__WHAT YOU NEED TO DO__
**1.** In the Melanotan text, what share of those who received the drug quit the trial because of side effects?
**2.** Continue the article about the tanning drug Melanotan, picking up after its final sentence.

__TEXT EXCERPT__
The tan lasted for at least three weeks after the last injections. What’s more, the fairest individuals had the biggest increase in melanin, with even the redheads developing a slight tan. “We’ve shown you can change the ability of people from northern Europe to make melanin,” says Stuart Humphrey of EpiTan. The resulting tan also seemed to protect against sun damage in the same way as a normal tan, hinting that Melanotan may indeed be able to prevent skin cancer. The researchers measured the number of cells that died after UV exposure to a small area of skin, and found that the tan reduced the death rate by half. “You are not just getting brown, you are getting protection,” Humphrey says.
Improved formulations
The tan came at price, however, with side effects such as nausea, vomiting and facial flushing severe enough to make about 1 in 6 of those who received Melanotan quit the trial. EpiTan is now developing two new formulations that it says should cut side effects by delivering a continuous low dose. And users may prefer them to frequent injections.
One is an implant that is inserted under the skin. In an as-yet unpublished trial on 30 patients, the implant produced a tan for eight to 12 weeks, with “much reduced” side effects, says the firm. The implant is being tested in patients with polymorphous light eruption, a condition in which even low levels of sunlight can cause painful red spots and blisters. The other formulation is a spray applied to a small patch of skin, where it is absorbed into the bloodstream.
Larger trials will be essential before drug regulators can approve Melanotan. It would take decades to measure any effect on cancer rates, so trials will instead assess whether Melanotan prevents the sort of tissue damage most likely to precede skin cancer, such as production of DNA snippets. “If you had your own built-in sunscreen that reduces your lifetime UV exposure by a factor of 2 to 4, it should theoretically reduce your skin cancer risk,” says Antony Young, a skin photobiologist at King’s College London.
But Young points out that the cancer protection afforded by a natural tan may be due to more than just colour. For example, Young’s studies suggest that skin that tans easily is better at repairing DNA damage, and is more resistant to immunosuppression caused by UV.

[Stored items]
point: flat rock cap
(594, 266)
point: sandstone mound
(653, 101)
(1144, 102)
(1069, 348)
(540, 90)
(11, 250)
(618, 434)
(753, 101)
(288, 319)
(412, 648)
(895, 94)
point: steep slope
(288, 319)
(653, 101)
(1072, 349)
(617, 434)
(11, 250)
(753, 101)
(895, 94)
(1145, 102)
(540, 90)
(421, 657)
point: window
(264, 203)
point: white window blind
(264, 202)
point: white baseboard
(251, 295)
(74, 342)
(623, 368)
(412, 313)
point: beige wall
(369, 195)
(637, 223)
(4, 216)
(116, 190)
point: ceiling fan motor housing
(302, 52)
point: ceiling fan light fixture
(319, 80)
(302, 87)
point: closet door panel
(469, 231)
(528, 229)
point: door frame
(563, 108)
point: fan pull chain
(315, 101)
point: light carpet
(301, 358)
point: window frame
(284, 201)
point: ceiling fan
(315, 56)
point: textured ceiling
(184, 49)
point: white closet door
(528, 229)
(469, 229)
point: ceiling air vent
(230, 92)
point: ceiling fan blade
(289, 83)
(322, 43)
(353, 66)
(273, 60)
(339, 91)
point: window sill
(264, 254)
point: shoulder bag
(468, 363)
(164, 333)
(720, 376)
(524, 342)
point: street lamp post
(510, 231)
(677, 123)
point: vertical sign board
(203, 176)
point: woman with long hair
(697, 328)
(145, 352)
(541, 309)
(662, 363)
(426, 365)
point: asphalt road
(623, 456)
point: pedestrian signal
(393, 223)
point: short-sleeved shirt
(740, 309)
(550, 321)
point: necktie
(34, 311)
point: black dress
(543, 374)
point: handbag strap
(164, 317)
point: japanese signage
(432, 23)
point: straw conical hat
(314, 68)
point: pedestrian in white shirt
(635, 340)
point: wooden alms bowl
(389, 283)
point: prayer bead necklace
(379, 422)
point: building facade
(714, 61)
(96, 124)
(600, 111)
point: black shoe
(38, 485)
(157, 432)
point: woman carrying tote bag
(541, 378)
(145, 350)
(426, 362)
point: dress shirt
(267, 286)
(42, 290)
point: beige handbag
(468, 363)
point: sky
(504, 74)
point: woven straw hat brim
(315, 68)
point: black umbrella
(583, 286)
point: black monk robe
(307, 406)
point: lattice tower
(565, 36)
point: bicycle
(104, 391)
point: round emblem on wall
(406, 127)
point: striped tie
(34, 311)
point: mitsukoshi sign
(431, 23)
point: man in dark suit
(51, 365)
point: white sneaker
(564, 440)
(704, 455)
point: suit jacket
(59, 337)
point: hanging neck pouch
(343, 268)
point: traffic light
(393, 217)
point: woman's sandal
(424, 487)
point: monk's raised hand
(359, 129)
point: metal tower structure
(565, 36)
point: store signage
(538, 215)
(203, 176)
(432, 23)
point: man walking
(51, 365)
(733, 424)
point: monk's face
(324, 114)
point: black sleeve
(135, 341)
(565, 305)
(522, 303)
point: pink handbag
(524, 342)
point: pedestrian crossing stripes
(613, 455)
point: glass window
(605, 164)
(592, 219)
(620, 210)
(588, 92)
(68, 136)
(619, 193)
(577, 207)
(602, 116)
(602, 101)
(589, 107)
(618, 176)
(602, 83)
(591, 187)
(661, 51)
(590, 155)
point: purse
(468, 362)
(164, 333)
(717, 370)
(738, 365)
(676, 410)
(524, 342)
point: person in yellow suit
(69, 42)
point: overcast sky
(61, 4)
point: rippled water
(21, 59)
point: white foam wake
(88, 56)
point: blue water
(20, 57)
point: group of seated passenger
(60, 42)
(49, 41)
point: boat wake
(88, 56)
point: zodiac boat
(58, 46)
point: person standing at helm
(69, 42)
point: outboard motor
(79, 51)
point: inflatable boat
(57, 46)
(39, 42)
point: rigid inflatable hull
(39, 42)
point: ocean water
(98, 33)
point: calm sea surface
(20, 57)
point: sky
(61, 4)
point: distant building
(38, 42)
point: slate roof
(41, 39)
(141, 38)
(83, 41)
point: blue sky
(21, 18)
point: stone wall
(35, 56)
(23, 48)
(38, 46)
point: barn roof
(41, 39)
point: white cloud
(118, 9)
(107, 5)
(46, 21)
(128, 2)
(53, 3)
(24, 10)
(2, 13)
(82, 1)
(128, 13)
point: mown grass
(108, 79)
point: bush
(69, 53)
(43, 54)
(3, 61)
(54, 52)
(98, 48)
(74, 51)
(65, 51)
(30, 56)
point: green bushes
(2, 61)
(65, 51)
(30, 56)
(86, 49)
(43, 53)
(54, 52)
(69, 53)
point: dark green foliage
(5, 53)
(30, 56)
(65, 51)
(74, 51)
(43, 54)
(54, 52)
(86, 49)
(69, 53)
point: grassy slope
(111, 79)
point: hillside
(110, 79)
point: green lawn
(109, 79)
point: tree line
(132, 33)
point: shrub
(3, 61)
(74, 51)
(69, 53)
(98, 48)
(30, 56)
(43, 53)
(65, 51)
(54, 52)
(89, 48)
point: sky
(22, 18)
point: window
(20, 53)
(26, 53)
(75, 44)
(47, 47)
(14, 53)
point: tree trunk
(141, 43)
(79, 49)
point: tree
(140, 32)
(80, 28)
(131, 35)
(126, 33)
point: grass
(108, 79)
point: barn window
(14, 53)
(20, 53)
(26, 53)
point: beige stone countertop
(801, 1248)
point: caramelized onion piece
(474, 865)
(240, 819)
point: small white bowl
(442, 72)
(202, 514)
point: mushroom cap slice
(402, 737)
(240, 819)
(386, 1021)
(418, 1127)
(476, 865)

__RESPONSES FOR EACH TASK__
**1.** About 1 in 6.

**2.**
There are also safety issues to consider. Melanotan stimulates melanocytes, the very cells that can transform into the deadliest type of skin cancer. So could it somehow push the cells in that direction? “Until we have had decades of human use, there can’t be an answer,” says Humphrey. “But years of work in the lab using mice and human melanoma cells do not support the concept that Melanotan stimulates the growth of melanomas.”
“If you had your own built-in sunscreen it should theoretically reduce your skin cancer risk”
Designing a drug to protect against skin cancer also raises the issue of whether it would encourage sun worshippers to expose their flesh to the sun’s rays even more, and so increase their cancer risk rather than reducing it. And if any firm does get a tanning drug approved, it will have to think carefully how to market it. The existing carotenoid and tyrosine supplements have given tanning pills a bad name. If a company claims its new drug really does produce a “natural tan”, potential customers could take some convincing.
After her traumatic childhood experience, Kristy Bain comments: “I have an abject fear of even thinking about getting a fake tan now.” But on second thoughts, she relents. “If I really could look like I spent a month in Bali just by taking a pill, well, I’d give it a go.”
After all, a bit of colour in your cheeks can do wonders. The result in her team’s jazz ballet competition? They won first prize.